GIVEN INSTRUCTION »
Output only the span of lines that begins at the line containing "of the white" and ends at the last line of the data, both included, exactly as they appear.

[Records from a collection]
====================
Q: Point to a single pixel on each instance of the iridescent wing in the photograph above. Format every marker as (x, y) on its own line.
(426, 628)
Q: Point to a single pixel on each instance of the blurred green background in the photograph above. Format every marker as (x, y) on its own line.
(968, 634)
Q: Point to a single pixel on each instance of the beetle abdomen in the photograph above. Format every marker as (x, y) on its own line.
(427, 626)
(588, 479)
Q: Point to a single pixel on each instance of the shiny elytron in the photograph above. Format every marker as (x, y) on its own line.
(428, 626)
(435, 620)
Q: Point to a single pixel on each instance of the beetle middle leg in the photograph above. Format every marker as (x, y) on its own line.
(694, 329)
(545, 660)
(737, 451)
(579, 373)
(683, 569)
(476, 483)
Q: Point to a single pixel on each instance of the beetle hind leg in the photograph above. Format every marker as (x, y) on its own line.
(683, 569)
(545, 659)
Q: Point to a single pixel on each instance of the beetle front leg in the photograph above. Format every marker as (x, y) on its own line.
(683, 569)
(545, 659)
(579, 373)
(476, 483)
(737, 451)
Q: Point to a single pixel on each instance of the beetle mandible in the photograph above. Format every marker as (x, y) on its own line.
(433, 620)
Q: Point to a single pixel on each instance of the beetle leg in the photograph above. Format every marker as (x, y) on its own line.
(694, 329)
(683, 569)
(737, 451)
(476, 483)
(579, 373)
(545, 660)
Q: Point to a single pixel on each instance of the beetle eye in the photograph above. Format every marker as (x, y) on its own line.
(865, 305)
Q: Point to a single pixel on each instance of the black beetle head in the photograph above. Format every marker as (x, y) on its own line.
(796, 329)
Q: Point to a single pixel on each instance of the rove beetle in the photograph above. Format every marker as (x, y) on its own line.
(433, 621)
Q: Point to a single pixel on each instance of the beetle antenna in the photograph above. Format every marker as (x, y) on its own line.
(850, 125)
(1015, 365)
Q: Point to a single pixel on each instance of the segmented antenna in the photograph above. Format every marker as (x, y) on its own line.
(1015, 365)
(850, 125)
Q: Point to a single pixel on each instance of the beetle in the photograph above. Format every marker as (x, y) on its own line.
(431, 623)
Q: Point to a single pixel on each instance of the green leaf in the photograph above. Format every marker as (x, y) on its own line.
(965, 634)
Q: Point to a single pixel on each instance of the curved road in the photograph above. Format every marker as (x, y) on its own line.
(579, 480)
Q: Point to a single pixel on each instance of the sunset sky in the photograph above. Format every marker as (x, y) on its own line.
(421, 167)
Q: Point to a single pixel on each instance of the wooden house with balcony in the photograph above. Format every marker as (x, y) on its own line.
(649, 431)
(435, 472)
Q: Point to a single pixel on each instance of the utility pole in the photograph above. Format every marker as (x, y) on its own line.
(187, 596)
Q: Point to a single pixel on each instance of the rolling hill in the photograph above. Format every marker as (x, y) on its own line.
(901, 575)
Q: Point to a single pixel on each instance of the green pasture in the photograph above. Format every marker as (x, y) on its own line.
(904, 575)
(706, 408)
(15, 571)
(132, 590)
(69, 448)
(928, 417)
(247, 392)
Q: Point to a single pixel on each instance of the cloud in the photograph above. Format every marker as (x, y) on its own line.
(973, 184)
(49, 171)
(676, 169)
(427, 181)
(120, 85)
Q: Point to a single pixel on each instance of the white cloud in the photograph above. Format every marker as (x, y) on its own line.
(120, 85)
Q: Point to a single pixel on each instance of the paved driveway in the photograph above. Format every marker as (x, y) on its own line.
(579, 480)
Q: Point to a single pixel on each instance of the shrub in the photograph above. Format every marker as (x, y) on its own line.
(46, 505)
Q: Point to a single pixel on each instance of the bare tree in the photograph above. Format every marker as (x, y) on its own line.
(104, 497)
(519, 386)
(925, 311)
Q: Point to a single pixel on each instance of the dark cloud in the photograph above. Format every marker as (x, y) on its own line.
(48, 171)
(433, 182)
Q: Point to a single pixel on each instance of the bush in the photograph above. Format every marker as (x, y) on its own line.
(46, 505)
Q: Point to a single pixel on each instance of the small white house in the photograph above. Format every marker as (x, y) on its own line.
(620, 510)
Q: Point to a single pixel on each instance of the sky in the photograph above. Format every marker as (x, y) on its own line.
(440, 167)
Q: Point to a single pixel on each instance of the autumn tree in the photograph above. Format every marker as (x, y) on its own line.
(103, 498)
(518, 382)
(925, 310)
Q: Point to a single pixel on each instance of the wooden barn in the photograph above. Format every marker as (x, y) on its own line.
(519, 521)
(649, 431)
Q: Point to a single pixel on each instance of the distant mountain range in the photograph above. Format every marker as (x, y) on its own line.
====================
RESPONSE »
Q: Point to a single pixel on each instance of the white cloud in the photograph above. Format every marker as (x, y) on its own line.
(120, 85)
Q: Point to a single pixel on each instance of the paved driveway in the photograph above. Format every marker as (x, y) on its own line.
(579, 480)
Q: Point to a single pixel on each instance of the shrub in the photograph above. Format every marker as (x, y) on its own line.
(46, 505)
Q: Point to a single pixel on each instance of the bare tree in the photograph above. Format every marker as (x, y) on its own line.
(104, 497)
(519, 386)
(925, 311)
Q: Point to a single pixel on each instance of the dark cloud in the photograph above. Format every marker as (x, y) on its own line.
(48, 171)
(433, 182)
Q: Point to a single pixel on each instance of the bush in the photograph above. Format every marker as (x, y) on its own line.
(46, 505)
Q: Point to a single pixel on each instance of the small white house in the photograph above. Format every marker as (x, y) on its own line.
(620, 510)
Q: Point to a single pixel on each instance of the sky in the photograph above. Format every marker as (x, y) on its own line.
(440, 167)
Q: Point to a single pixel on each instance of the autumn tree in the photograph above. Format every marker as (x, y) on its own line.
(103, 498)
(518, 382)
(925, 310)
Q: Point to a single pixel on each instance of the wooden barn in the photograph above. Format every marker as (x, y) on its own line.
(519, 521)
(649, 431)
Q: Point to a single pixel on each instance of the distant mountain range in the photograph above. Format every marker as (x, y) on its own line.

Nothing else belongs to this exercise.